Instructions for the task: Convert every one of the rows below into a Markdown table with the columns Number and Content, giving each row its number and its text and leaving out any blank lines.

Materials provided:
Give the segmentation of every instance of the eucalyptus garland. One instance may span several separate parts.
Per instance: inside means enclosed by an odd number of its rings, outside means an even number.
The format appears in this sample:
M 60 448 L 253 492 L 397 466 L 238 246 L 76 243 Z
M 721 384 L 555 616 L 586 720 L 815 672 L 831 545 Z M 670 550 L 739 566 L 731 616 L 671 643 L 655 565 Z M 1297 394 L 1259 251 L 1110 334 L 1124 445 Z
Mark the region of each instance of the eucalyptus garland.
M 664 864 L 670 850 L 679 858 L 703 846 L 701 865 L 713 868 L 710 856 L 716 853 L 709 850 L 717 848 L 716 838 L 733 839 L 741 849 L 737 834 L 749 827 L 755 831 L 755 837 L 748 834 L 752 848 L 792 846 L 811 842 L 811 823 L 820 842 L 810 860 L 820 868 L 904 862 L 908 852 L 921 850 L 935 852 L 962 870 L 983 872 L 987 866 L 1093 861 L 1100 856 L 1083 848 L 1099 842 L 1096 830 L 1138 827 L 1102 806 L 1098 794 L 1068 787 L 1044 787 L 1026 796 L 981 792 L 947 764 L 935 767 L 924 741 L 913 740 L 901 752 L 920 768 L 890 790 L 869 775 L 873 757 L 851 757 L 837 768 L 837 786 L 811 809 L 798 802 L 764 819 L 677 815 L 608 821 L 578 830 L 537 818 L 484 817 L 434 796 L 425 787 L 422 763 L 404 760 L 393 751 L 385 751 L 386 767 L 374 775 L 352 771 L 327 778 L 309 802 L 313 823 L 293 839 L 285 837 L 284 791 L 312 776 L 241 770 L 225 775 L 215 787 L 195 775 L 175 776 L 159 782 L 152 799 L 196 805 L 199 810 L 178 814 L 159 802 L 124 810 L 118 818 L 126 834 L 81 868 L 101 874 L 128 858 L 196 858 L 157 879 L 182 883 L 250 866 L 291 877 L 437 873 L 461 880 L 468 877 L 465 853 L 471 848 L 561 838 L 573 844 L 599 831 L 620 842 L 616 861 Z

Worked answer:
| Number | Content |
|---|---|
| 1 | Give the segmentation of every instance of the eucalyptus garland. One instance may span several separate parts. |
| 2 | Per instance: inside means enclosed by an odd number of its rings, outside means an even number. |
| 3 | The format appears in this sample: |
| 4 | M 60 448 L 253 492 L 397 466 L 238 246 L 76 243 Z |
| 5 | M 721 384 L 555 616 L 586 720 L 815 672 L 831 545 Z M 670 550 L 739 566 L 731 616 L 671 643 L 655 565 Z M 1297 394 L 1259 251 L 1110 334 L 1124 445 Z |
| 6 | Mark the region of each instance of the eucalyptus garland. |
| 7 | M 664 864 L 670 850 L 679 858 L 703 846 L 701 865 L 713 868 L 710 856 L 716 853 L 709 850 L 717 848 L 716 838 L 733 839 L 741 849 L 737 834 L 749 827 L 755 831 L 755 837 L 748 834 L 752 848 L 792 846 L 811 842 L 811 823 L 820 842 L 810 860 L 820 868 L 904 862 L 908 852 L 921 850 L 935 852 L 962 870 L 983 872 L 987 866 L 1093 861 L 1100 856 L 1083 848 L 1099 842 L 1096 830 L 1138 827 L 1102 806 L 1098 794 L 1068 787 L 1044 787 L 1026 796 L 981 792 L 947 764 L 935 767 L 924 741 L 913 740 L 901 752 L 920 768 L 890 790 L 869 775 L 873 757 L 851 757 L 837 768 L 837 786 L 811 809 L 798 802 L 764 819 L 677 815 L 608 821 L 578 830 L 537 818 L 484 817 L 434 796 L 425 787 L 422 763 L 404 760 L 393 751 L 385 751 L 386 767 L 374 775 L 352 771 L 327 778 L 309 802 L 313 823 L 293 839 L 285 837 L 284 791 L 312 776 L 241 770 L 225 775 L 215 787 L 195 775 L 175 776 L 159 782 L 152 799 L 196 805 L 199 810 L 178 814 L 159 802 L 124 810 L 118 818 L 126 834 L 81 868 L 101 874 L 128 858 L 196 858 L 157 879 L 182 883 L 250 866 L 291 877 L 437 873 L 461 880 L 468 877 L 465 853 L 471 848 L 561 838 L 573 844 L 599 831 L 620 842 L 616 861 Z |